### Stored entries
+++++
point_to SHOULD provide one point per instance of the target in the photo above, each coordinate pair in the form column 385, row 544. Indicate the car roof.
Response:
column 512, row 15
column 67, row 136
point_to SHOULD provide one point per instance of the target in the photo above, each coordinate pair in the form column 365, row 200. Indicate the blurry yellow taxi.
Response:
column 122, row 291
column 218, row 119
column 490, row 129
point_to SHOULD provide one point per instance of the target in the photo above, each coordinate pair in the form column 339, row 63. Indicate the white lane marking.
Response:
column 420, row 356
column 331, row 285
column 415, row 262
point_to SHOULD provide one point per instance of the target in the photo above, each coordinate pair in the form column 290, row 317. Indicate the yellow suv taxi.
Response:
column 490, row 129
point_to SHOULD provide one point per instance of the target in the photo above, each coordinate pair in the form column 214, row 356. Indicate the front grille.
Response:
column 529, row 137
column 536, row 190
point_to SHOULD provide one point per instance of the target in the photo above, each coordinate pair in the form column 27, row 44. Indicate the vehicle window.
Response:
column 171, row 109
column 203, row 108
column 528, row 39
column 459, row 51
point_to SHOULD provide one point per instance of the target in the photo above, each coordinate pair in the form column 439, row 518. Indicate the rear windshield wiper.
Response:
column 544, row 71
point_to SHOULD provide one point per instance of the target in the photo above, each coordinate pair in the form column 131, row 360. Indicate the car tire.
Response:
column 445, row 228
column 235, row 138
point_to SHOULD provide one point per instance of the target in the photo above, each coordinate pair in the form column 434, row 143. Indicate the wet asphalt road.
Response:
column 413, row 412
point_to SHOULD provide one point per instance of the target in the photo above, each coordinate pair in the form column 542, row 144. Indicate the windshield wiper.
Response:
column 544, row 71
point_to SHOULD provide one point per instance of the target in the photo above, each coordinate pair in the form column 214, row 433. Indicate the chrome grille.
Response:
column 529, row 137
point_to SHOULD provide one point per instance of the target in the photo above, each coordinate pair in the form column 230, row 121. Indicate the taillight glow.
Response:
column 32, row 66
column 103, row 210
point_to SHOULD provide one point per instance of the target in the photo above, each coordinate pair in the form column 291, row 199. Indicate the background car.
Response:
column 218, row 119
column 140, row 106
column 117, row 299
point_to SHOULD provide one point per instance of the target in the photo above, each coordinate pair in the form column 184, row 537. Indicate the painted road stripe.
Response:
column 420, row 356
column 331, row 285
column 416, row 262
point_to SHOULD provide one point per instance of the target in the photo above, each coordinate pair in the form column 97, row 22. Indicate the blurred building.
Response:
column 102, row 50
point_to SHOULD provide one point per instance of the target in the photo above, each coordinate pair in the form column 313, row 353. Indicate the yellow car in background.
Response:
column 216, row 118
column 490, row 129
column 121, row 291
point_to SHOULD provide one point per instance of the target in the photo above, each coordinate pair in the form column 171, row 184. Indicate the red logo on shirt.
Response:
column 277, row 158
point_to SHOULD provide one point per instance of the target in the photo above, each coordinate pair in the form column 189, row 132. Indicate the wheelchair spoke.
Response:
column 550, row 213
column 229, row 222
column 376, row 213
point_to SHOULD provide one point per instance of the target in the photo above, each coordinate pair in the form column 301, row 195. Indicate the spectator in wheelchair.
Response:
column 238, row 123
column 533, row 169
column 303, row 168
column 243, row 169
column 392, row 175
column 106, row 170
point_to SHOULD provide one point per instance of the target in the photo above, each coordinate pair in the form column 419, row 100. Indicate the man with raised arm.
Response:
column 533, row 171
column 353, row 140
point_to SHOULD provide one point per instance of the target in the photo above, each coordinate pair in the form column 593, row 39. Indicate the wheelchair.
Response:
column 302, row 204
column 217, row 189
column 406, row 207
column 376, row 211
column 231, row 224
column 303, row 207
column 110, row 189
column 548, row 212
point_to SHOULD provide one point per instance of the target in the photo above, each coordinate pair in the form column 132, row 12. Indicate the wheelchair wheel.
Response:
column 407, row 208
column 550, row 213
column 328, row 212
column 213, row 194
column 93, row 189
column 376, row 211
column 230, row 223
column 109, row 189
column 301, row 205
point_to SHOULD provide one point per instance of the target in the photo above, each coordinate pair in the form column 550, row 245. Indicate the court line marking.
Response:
+++++
### WHAT IS REQUIRED
Rewrite the listing with every occurrence of "Indicate" changed to "Mark", keeping all other text unchanged.

### COMPLETED TASK
point_to SHOULD provide one point per instance of the target in the photo above, each coordinate pair in the form column 385, row 544. Mark the car roof.
Response:
column 512, row 15
column 67, row 136
point_to SHOULD provide one point per instance of the target in the photo above, each coordinate pair in the form column 365, row 200. Mark the blurry yellow taxi.
Response:
column 122, row 291
column 218, row 119
column 490, row 129
point_to SHOULD provide one point per instance of the target in the photo above, each coordinate pair in the form column 339, row 63. Mark the white lane marking.
Response:
column 420, row 356
column 331, row 285
column 415, row 262
point_to SHOULD provide one point per instance of the target in the photo above, each coordinate pair in the form column 290, row 317. Mark the yellow suv taxi.
Response:
column 490, row 129
point_to SHOULD provide one point per instance of the target in the photo above, each coordinate pair in the form column 214, row 356. Mark the front grille.
Response:
column 529, row 137
column 536, row 190
point_to SHOULD provide one point per instance of the target in the photo above, each coordinate pair in the form column 27, row 44. Mark the vehicle window.
Response:
column 171, row 109
column 203, row 108
column 528, row 39
column 459, row 51
point_to SHOULD provide one point per instance of the target in the photo above, each coordinate pair in the form column 439, row 518. Mark the rear windshield wiper.
Response:
column 544, row 71
point_to SHOULD provide one point per instance of the target in the photo above, each coordinate pair in the form column 131, row 360. Mark the car tire.
Response:
column 445, row 228
column 235, row 138
point_to SHOULD provide one point per instance of the target in the photo above, each coordinate pair in the form column 434, row 143. Mark the wet asphalt road.
Response:
column 413, row 412
point_to SHOULD provide one point per instance of the target in the photo above, each coordinate pair in the form column 542, row 144. Mark the windshield wiper.
Response:
column 544, row 71
point_to SHOULD provide one point per instance of the target in the photo above, each coordinate pair in the form column 214, row 433. Mark the chrome grille.
Response:
column 529, row 137
point_to SHOULD provide one point per instance of the target in the photo above, each coordinate pair in the form column 230, row 121. Mark the taillight glow.
Response:
column 32, row 66
column 103, row 210
point_to SHOULD provide one point per instance of the target in the photo above, each coordinate pair in the form column 291, row 199. Mark the background car.
Response:
column 218, row 119
column 140, row 106
column 117, row 299
point_to SHOULD provide one point per instance of the target in the photo above, each coordinate pair in the form column 184, row 537. Mark the painted road stripe.
Response:
column 420, row 356
column 331, row 285
column 416, row 262
point_to SHOULD provide one point per instance of the target in the photo above, each coordinate pair in the form column 97, row 22. Mark the blurred building.
Response:
column 102, row 50
point_to SHOULD provide one point per instance of the target in the photo above, each coordinate pair in the form column 313, row 353. Mark the yellow car in background.
Response:
column 216, row 118
column 490, row 129
column 121, row 291
point_to SHOULD provide one point per instance of the target in the photo above, each coordinate pair in the form column 171, row 184. Mark the red logo on shirt.
Response:
column 277, row 158
point_to SHOULD provide one point per instance of the target in the photo above, each coordinate pair in the form column 189, row 132. Mark the wheelchair spoke.
Response:
column 550, row 213
column 229, row 222
column 376, row 213
point_to SHOULD provide one point per instance of the target in the photo above, each coordinate pair in the form column 301, row 195. Mark the spectator in wheelchair.
Response:
column 238, row 123
column 533, row 169
column 303, row 168
column 243, row 169
column 392, row 175
column 106, row 170
point_to SHOULD provide one point per instance of the target in the photo above, each coordinate pair in the form column 419, row 100. Mark the man with raised arm.
Response:
column 533, row 171
column 353, row 140
point_to SHOULD provide one point per instance of the target in the photo above, each coordinate pair in the form column 593, row 39. Mark the wheelchair.
Response:
column 302, row 204
column 217, row 189
column 406, row 207
column 376, row 211
column 231, row 224
column 303, row 207
column 110, row 189
column 548, row 212
point_to SHOULD provide one point per instance of the target in the photo above, each coordinate pair in the form column 132, row 12. Mark the wheelchair wheel.
Response:
column 407, row 208
column 550, row 213
column 328, row 212
column 213, row 194
column 93, row 189
column 376, row 211
column 230, row 223
column 109, row 189
column 301, row 205
point_to SHOULD provide one point per instance of the target in the photo above, each coordinate pair in the form column 550, row 245. Mark the court line marking.
Response:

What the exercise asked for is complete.